Copy the records below word for word, leaving out the pictures.

-------- Task data

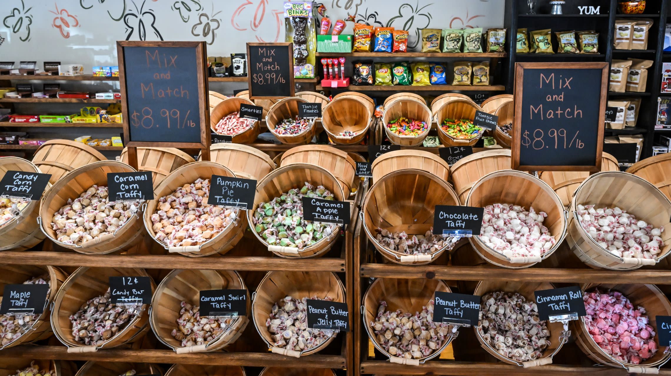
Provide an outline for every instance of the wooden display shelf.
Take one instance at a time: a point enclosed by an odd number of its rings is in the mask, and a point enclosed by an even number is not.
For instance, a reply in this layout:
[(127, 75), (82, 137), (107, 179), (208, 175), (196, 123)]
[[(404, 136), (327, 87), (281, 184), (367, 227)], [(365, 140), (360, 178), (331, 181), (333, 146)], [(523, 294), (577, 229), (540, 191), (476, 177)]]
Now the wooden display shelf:
[(107, 349), (95, 353), (68, 353), (64, 346), (21, 345), (0, 351), (0, 358), (54, 359), (64, 361), (127, 361), (148, 363), (179, 363), (248, 367), (301, 367), (344, 369), (346, 359), (342, 355), (314, 354), (299, 359), (272, 353), (225, 353), (215, 351), (177, 354), (172, 350), (131, 350)]

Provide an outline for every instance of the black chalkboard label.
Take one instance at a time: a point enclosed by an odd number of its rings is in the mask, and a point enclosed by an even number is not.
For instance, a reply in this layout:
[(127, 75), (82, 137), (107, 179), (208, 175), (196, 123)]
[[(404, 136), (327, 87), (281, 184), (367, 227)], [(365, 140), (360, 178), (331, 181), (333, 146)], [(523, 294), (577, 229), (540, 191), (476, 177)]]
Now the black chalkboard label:
[(472, 146), (448, 146), (439, 147), (438, 153), (448, 164), (452, 166), (464, 157), (468, 157), (473, 153)]
[(148, 304), (152, 301), (149, 277), (110, 277), (109, 290), (113, 304)]
[[(538, 316), (541, 320), (550, 320), (550, 316), (562, 316), (566, 320), (577, 320), (585, 316), (582, 292), (578, 286), (554, 288), (534, 292)], [(557, 320), (560, 318), (554, 318)]]
[(0, 314), (41, 314), (48, 292), (48, 284), (5, 285)]
[(356, 162), (356, 176), (366, 178), (372, 178), (373, 173), (370, 172), (372, 164), (368, 162)]
[(50, 178), (49, 174), (7, 171), (0, 180), (0, 196), (40, 200)]
[(384, 153), (395, 151), (397, 150), (401, 150), (401, 146), (398, 145), (369, 145), (368, 160), (372, 164), (376, 158)]
[(461, 325), (478, 323), (480, 296), (437, 291), (434, 298), (433, 322)]
[(491, 131), (496, 129), (499, 124), (499, 117), (486, 112), (476, 111), (473, 124)]
[(348, 225), (350, 203), (303, 196), (303, 217), (305, 221)]
[(254, 206), (256, 180), (213, 175), (210, 183), (209, 204), (242, 209)]
[(201, 316), (230, 316), (247, 314), (246, 290), (201, 290)]
[(634, 143), (604, 143), (603, 152), (615, 157), (618, 163), (636, 163), (636, 147)]
[(433, 233), (462, 237), (480, 235), (484, 208), (436, 205), (433, 212)]
[(293, 58), (291, 43), (248, 43), (250, 99), (293, 97)]
[(110, 172), (107, 187), (111, 201), (154, 200), (154, 184), (148, 171)]
[(298, 117), (301, 118), (321, 117), (321, 103), (299, 102)]
[(258, 120), (263, 117), (263, 107), (242, 103), (240, 105), (240, 117)]
[(326, 330), (350, 331), (350, 312), (345, 303), (307, 300), (307, 327)]
[(233, 136), (212, 133), (212, 143), (233, 143)]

----------------

## Solution for this task
Provide an outline for every instance of the wooden display shelf.
Take one instance at a time: a point enclosed by an odd number of its rings is in the mask, and a point enclosed by an even number is not.
For instance, a reply in this layout:
[(127, 75), (82, 137), (107, 179), (208, 175), (196, 123)]
[[(404, 136), (327, 87), (281, 184), (367, 227)], [(365, 140), (360, 178), (331, 181), (333, 146)], [(523, 294), (577, 229), (540, 191), (476, 177)]]
Now the wooden display shelf:
[(107, 349), (95, 353), (68, 353), (64, 346), (21, 345), (0, 351), (0, 358), (54, 359), (64, 361), (127, 361), (148, 363), (179, 363), (248, 367), (301, 367), (344, 369), (346, 359), (342, 355), (314, 354), (299, 359), (272, 353), (225, 353), (215, 351), (177, 354), (172, 350), (131, 350)]

Provide an outline for every instance of the black chalkboard label.
Take one instance at a time: a point enclosed by an odd number of its rings is in the mask, and a point enclosed by an even number is not.
For instance, a reply in this layout:
[(127, 75), (82, 137), (107, 179), (208, 175), (196, 123)]
[[(404, 136), (327, 87), (281, 184), (367, 227)], [(365, 140), (360, 178), (331, 181), (333, 146)], [(523, 294), (577, 229), (540, 191), (476, 177)]]
Now the black chalkboard label:
[(472, 146), (448, 146), (439, 147), (438, 153), (448, 164), (452, 166), (464, 157), (468, 157), (473, 153)]
[(148, 304), (152, 301), (149, 277), (110, 277), (109, 290), (113, 304)]
[[(538, 316), (541, 320), (550, 320), (550, 316), (562, 316), (566, 320), (577, 320), (585, 316), (582, 292), (578, 286), (554, 288), (534, 292)], [(557, 320), (560, 318), (554, 318)]]
[(0, 314), (41, 314), (48, 292), (48, 284), (5, 285)]
[(356, 162), (356, 176), (366, 178), (372, 178), (373, 173), (370, 172), (372, 164), (368, 162)]
[(50, 178), (49, 174), (7, 171), (0, 180), (0, 196), (40, 200)]
[(384, 153), (395, 151), (397, 150), (401, 150), (401, 146), (398, 145), (369, 145), (368, 160), (372, 164), (376, 158)]
[(461, 325), (478, 323), (480, 296), (437, 291), (434, 298), (433, 322)]
[(491, 131), (496, 129), (499, 124), (499, 117), (486, 112), (476, 111), (473, 124)]
[(348, 225), (350, 203), (303, 196), (303, 217), (305, 221)]
[(254, 206), (256, 180), (213, 175), (210, 183), (209, 204), (242, 209)]
[(201, 316), (230, 316), (247, 314), (246, 290), (201, 290)]
[(634, 143), (604, 143), (603, 152), (615, 157), (618, 163), (636, 163), (636, 147)]
[(433, 233), (462, 237), (480, 235), (484, 208), (436, 205), (433, 212)]
[(293, 58), (291, 43), (248, 43), (250, 99), (293, 97)]
[(110, 172), (107, 187), (111, 201), (154, 200), (154, 184), (148, 171)]
[(298, 117), (301, 118), (321, 117), (321, 103), (299, 102)]
[(258, 120), (263, 117), (263, 107), (242, 103), (240, 105), (240, 117)]
[(326, 330), (350, 331), (350, 312), (345, 303), (307, 300), (307, 327)]
[(233, 136), (212, 133), (212, 143), (233, 143)]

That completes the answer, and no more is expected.